◆ Rows:
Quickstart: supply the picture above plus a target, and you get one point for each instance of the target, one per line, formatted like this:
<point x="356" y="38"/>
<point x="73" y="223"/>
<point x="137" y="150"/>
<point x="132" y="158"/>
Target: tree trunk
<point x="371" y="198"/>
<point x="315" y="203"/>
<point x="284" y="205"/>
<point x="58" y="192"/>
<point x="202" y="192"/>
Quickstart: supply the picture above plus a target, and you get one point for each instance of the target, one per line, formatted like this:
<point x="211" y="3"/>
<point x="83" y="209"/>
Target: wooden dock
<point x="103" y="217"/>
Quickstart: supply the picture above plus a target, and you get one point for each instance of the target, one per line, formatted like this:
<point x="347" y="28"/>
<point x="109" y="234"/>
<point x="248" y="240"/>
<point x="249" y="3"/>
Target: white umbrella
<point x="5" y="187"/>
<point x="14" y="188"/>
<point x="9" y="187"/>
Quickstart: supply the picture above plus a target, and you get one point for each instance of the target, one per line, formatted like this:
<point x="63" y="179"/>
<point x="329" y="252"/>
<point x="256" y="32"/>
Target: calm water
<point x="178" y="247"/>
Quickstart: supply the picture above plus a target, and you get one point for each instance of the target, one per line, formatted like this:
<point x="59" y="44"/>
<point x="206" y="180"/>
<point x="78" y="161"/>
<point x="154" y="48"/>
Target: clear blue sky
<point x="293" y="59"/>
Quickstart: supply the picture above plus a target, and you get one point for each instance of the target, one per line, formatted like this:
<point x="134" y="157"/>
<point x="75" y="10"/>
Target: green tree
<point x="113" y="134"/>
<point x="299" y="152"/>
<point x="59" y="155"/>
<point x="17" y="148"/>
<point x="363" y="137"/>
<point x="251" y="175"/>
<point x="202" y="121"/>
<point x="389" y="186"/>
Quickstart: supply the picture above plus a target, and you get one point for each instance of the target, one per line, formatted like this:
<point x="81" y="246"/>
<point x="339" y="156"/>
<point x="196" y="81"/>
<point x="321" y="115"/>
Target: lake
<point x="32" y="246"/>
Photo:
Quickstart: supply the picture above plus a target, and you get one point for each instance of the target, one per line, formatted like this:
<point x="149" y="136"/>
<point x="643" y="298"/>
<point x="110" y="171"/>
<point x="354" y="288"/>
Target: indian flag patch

◆ Instructions to follow: Switch every "Quickstart" in the lines above to "Usage", and return the lines with nothing else changed.

◆ Full answer:
Usage: supply the picture above plus a target, and you get one point for each instance of the target, one per line, formatted like this:
<point x="356" y="38"/>
<point x="73" y="223"/>
<point x="137" y="150"/>
<point x="132" y="158"/>
Target: tree trunk
<point x="371" y="198"/>
<point x="315" y="203"/>
<point x="284" y="205"/>
<point x="58" y="192"/>
<point x="202" y="192"/>
Usage: supply the picture above plus a target, and you get one point for each instance of the target, one per line, formatted like this:
<point x="211" y="3"/>
<point x="83" y="209"/>
Target: wooden dock
<point x="103" y="217"/>
Usage: supply the picture above plus a target, and you get one point for each instance of the target, one per line, formatted like this:
<point x="347" y="28"/>
<point x="109" y="234"/>
<point x="248" y="240"/>
<point x="249" y="3"/>
Target: white umbrella
<point x="5" y="187"/>
<point x="14" y="188"/>
<point x="9" y="187"/>
Usage: supply the picture above plus a target, and you get one point for each instance of the target, one per line, formatted like this:
<point x="63" y="179"/>
<point x="329" y="252"/>
<point x="256" y="32"/>
Target: calm water
<point x="178" y="247"/>
Usage: supply the picture above plus a target, and you get one point for each instance of the target, one per line, formatted like this:
<point x="59" y="44"/>
<point x="206" y="180"/>
<point x="78" y="161"/>
<point x="154" y="48"/>
Target: clear blue sky
<point x="293" y="59"/>
Usage: supply the picture above plus a target, and you get one point for each instance of the target, one per line, formatted like this:
<point x="134" y="157"/>
<point x="75" y="10"/>
Target: green tree
<point x="113" y="134"/>
<point x="299" y="152"/>
<point x="59" y="155"/>
<point x="17" y="148"/>
<point x="363" y="137"/>
<point x="251" y="175"/>
<point x="202" y="121"/>
<point x="389" y="186"/>
Usage: supply the picture above plus a target, and you get one point for each instance of the target, one per line, formatted like this:
<point x="81" y="246"/>
<point x="339" y="156"/>
<point x="196" y="81"/>
<point x="321" y="115"/>
Target: lake
<point x="32" y="246"/>
Photo:
Usage: supply the picture above plus a target, and you get one point for each instance of the target, one per line, formatted like this:
<point x="149" y="136"/>
<point x="643" y="298"/>
<point x="110" y="171"/>
<point x="354" y="288"/>
Target: indian flag patch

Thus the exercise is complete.